* EXTRAIT DU DOCUMENT
——————

L'ex-directeur de cabinet de Christine Lagarde, alors ministre de l'Economie, et l'ancien dirigeant du CDR, chargé de gérer le passif du Crédit Lyonnais, doivent s'expliquer sur leur choix en faveur de l'arbitrage dont a bénéficié en 2008 l'homme d'affaires dans son conflit avec la banque.

L'enquête a pris un nouveau tournant depuis la mise en examen, fin mai, de Pierre Estoup, l'un des trois juges arbitres, pour escroquerie en bande organisée.

Un porte-parole d'Orange s'est refusé à tout commentaire sur une affaire qui concerne les fonctions passées de son PDG.

La brigade financière s'efforce de déterminer qui a pris l'initiative de proposer un arbitrage privé pour solder le conflit, s'il y a eu un accord entre Nicolas Sarkozy et Bernard Tapie, et s'il a existé une entente pour truquer le processus.

Les enquêteurs doivent également déterminer s'il y a eu des instructions de l'Elysée, les protagonistes ayant confirmé la tenue d'une réunion avec Claude Guéant, alors secrétaire général, à l'été 2007.

Le ministre du Redressement productif Arnaud Montebourg, cité jeudi dernier par le quotidien Le Monde, avait ainsi estimé que la question de son maintien à la tête d'Orange pourrait alors se poser avant de modérer ses propos dans un communiqué.

——————

* INFORMATIONS FOURNIES
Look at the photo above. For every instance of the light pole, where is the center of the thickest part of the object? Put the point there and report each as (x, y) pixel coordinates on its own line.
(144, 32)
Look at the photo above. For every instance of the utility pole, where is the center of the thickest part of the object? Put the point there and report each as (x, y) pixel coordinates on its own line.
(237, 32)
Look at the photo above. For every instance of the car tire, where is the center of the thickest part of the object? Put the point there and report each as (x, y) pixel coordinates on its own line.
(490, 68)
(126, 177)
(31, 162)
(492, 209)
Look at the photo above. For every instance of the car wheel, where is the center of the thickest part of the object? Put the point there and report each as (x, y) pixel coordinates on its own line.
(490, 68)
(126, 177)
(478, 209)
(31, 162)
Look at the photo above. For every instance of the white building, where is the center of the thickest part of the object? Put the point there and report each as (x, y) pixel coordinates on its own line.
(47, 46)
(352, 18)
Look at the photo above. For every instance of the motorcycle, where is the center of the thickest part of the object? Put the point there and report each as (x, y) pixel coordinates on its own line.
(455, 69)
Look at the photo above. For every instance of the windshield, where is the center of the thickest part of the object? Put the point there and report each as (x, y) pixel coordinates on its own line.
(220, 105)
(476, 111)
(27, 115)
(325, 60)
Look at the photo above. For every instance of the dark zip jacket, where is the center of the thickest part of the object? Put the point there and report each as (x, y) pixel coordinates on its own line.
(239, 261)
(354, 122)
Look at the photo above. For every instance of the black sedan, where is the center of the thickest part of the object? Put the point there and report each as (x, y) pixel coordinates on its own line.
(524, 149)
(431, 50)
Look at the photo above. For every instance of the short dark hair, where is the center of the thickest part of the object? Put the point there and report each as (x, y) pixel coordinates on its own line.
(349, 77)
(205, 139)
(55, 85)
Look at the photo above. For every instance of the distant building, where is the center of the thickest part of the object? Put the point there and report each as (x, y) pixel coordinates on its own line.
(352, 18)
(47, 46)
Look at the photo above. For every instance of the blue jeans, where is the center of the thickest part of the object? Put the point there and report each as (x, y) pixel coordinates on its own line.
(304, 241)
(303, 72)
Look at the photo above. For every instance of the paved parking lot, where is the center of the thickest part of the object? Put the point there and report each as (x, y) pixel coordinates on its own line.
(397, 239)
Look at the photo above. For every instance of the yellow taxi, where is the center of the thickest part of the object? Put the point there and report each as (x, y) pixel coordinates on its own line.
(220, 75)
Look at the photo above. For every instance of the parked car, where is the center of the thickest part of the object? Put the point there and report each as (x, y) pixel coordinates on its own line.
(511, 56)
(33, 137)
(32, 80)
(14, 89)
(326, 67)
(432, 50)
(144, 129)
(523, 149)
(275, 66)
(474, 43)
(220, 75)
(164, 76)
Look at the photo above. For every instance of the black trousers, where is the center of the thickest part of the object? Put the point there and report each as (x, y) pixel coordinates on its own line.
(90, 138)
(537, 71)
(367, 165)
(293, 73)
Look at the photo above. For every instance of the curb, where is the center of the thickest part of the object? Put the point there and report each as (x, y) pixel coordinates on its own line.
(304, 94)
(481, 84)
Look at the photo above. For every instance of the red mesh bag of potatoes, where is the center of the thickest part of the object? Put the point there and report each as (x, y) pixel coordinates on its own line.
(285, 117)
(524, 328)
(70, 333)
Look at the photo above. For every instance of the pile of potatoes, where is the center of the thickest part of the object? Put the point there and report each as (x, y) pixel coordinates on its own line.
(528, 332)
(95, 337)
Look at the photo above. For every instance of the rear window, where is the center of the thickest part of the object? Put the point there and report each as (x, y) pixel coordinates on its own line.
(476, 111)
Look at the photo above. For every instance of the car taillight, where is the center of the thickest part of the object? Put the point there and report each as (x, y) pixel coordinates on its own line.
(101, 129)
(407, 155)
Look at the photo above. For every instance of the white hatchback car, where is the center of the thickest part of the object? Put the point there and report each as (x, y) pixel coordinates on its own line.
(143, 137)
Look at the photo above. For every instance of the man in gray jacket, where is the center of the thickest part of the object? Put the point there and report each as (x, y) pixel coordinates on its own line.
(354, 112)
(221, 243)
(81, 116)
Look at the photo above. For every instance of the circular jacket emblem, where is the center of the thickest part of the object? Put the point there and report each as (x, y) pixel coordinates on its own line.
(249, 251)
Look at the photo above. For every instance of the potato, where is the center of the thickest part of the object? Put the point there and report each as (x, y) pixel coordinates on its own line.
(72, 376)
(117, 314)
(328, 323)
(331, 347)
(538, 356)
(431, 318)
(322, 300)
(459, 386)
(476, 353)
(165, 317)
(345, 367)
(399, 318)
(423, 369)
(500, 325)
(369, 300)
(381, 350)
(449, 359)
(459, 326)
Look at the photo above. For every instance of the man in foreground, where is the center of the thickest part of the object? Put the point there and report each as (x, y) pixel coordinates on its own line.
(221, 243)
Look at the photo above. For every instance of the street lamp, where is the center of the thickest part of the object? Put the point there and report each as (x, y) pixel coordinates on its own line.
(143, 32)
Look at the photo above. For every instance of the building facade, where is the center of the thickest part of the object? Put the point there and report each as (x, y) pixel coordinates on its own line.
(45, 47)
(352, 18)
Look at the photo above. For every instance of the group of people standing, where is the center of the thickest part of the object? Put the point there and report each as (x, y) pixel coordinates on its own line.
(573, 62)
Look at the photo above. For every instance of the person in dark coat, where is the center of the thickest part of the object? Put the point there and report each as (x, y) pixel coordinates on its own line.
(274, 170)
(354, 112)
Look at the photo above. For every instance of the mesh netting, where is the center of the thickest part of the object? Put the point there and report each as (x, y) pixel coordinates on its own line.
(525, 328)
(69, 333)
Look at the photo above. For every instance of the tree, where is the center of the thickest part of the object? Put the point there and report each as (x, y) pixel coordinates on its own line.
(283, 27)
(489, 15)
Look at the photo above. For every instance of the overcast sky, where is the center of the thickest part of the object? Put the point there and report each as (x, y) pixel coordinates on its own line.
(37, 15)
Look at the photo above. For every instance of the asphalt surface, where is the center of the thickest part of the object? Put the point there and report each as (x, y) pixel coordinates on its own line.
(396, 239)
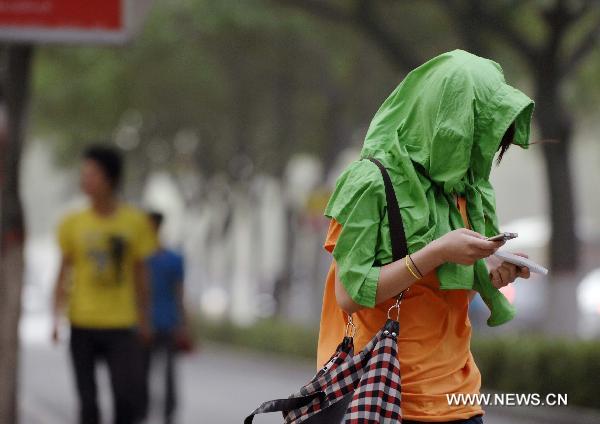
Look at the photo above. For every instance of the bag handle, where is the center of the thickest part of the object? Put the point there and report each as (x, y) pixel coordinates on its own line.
(397, 234)
(396, 224)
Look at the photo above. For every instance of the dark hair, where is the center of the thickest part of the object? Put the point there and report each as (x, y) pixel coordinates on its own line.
(156, 218)
(507, 140)
(109, 160)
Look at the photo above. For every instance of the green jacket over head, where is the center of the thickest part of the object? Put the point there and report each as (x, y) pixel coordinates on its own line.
(437, 134)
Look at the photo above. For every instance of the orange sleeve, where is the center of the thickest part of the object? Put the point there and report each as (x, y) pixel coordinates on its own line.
(333, 233)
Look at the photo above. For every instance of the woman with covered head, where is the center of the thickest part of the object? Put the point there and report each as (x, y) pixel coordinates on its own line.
(437, 135)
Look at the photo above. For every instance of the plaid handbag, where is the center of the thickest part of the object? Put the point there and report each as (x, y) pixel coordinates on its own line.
(354, 388)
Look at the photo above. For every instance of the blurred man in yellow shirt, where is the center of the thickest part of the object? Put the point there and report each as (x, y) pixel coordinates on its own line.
(103, 281)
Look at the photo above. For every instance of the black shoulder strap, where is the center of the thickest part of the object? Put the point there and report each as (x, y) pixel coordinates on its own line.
(397, 235)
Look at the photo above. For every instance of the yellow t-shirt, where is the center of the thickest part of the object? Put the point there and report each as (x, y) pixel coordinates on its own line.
(103, 251)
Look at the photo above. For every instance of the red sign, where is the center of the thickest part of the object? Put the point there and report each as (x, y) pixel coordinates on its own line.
(71, 21)
(82, 14)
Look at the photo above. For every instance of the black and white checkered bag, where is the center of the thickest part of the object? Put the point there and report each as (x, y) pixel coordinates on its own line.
(354, 388)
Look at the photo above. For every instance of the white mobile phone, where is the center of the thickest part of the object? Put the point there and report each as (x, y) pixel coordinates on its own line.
(503, 236)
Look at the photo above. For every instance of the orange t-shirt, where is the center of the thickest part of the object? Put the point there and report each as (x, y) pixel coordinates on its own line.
(433, 344)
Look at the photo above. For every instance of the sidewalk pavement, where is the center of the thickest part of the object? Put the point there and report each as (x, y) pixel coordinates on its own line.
(218, 385)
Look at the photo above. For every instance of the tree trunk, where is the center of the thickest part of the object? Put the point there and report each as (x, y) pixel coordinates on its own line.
(561, 315)
(12, 231)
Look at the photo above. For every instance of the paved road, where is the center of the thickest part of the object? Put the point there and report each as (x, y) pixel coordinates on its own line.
(218, 385)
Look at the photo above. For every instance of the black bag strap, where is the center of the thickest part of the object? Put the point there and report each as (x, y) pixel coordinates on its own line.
(280, 405)
(397, 234)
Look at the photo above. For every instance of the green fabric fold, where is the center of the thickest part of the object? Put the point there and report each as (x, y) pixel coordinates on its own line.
(437, 134)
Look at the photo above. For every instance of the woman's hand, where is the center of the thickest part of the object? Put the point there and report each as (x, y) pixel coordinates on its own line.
(465, 247)
(503, 273)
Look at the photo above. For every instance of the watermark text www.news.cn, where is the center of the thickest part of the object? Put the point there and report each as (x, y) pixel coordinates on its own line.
(507, 399)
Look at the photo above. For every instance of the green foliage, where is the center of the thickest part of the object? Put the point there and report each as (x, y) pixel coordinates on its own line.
(266, 335)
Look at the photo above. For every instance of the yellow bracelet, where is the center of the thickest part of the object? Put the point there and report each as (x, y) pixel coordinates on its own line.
(414, 274)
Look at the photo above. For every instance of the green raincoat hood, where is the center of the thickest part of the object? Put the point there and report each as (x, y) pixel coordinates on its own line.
(437, 134)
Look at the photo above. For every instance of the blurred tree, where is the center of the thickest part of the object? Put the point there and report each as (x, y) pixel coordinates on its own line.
(14, 89)
(552, 39)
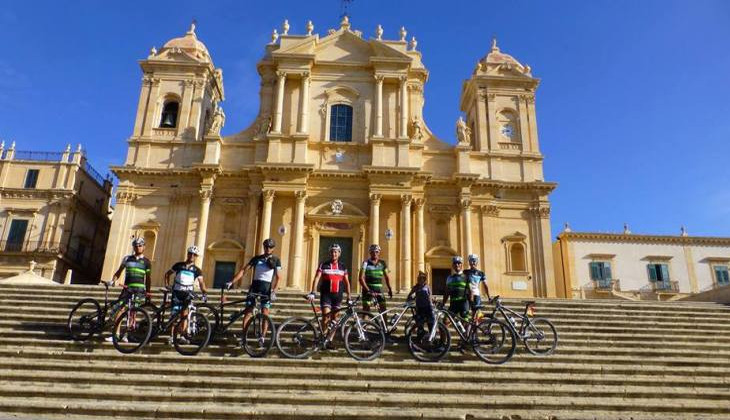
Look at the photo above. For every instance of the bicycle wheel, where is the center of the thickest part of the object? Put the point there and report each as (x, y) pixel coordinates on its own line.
(540, 337)
(258, 337)
(132, 330)
(191, 334)
(423, 348)
(493, 341)
(365, 342)
(85, 319)
(297, 337)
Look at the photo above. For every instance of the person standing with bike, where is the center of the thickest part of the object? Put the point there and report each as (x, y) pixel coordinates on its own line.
(476, 279)
(137, 274)
(329, 280)
(373, 272)
(186, 275)
(264, 281)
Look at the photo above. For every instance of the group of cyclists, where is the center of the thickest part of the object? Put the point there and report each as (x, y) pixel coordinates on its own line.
(331, 280)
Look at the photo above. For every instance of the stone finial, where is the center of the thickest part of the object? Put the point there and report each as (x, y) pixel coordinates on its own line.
(345, 23)
(413, 43)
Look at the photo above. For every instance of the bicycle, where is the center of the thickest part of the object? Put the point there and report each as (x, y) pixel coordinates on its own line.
(133, 327)
(190, 333)
(298, 337)
(533, 332)
(486, 336)
(88, 317)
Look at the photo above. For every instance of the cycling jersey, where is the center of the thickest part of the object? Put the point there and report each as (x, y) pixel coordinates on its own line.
(136, 270)
(185, 276)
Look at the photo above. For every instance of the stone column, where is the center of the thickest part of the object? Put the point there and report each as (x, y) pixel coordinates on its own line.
(278, 113)
(466, 223)
(420, 235)
(266, 214)
(296, 275)
(379, 106)
(206, 192)
(405, 277)
(303, 123)
(375, 218)
(403, 107)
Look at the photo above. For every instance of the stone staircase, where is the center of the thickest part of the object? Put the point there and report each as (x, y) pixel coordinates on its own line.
(615, 360)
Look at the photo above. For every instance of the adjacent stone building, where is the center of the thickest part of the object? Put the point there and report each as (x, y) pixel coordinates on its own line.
(636, 266)
(339, 152)
(54, 211)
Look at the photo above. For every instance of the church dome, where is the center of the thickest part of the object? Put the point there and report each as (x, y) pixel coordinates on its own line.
(190, 44)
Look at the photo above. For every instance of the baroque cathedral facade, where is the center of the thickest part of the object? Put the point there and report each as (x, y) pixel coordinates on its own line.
(339, 153)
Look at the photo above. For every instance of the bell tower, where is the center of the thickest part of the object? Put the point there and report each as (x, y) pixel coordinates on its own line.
(179, 99)
(499, 103)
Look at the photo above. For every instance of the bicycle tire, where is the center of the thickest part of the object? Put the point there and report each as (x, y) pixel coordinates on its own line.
(191, 340)
(134, 325)
(428, 351)
(368, 346)
(493, 341)
(254, 332)
(297, 337)
(540, 330)
(85, 319)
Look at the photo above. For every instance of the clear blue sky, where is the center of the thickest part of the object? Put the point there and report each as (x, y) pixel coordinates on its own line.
(633, 108)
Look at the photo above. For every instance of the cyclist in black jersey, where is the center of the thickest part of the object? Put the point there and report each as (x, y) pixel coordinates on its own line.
(137, 274)
(372, 274)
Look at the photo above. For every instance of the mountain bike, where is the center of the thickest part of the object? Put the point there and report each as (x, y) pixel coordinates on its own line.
(189, 333)
(538, 334)
(492, 340)
(299, 337)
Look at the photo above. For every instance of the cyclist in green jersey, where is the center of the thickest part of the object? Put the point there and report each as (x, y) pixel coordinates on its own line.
(372, 273)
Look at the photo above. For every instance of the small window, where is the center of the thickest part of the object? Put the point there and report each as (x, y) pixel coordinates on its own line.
(169, 115)
(341, 123)
(722, 275)
(31, 178)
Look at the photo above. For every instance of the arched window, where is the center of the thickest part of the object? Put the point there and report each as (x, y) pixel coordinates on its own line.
(517, 257)
(169, 115)
(341, 123)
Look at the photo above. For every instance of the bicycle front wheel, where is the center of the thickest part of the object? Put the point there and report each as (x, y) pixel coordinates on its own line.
(297, 338)
(191, 334)
(85, 319)
(132, 330)
(540, 337)
(258, 337)
(493, 341)
(365, 341)
(425, 349)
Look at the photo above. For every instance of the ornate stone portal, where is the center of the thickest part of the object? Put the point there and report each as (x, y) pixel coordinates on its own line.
(339, 151)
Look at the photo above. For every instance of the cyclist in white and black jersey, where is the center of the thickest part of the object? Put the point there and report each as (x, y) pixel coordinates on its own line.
(264, 280)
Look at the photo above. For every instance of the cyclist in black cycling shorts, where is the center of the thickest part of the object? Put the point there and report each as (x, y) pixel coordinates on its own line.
(137, 274)
(265, 280)
(330, 280)
(372, 273)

——————

* VOTRE TÂCHE
Poursuivez l'extrait consacré à l'enquête sur l'arbitrage dont a bénéficié Bernard Tapie, à partir de sa dernière phrase.

* RÉPONSE ATTENDUE
Contacté par le quotidien, Stéphane Richard a déclaré de son côté avoir obtenu de François Hollande des assurances sur son maintien à la tête du groupe.

"VALIDATION DE L'ÉLYSÉE"

La directrice générale du Fonds monétaire international (FMI) Christine Lagarde a été placée le 24 mai sous statut de témoin assisté dans ce dossier par la Cour de justice de la République.

L'ex-ministre a officiellement lancé la procédure d'arbitrage, assez inhabituelle pour le règlement d'un conflit qui engage de l'argent public et prise contre l'avis des services de son ministère et de plusieurs avocats consultés, qui prévoyaient une lourde facture pour l'Etat.

Christine Lagarde a dit à plusieurs reprises qu'elle assumait le choix de cette procédure qui a permis à Bernard Tapie d'obtenir 403 millions d'euros avec les intérêts comme compensation pour la revente par le Crédit Lyonnais de son ancienne entreprise Adidas, dans laquelle il se dit floué.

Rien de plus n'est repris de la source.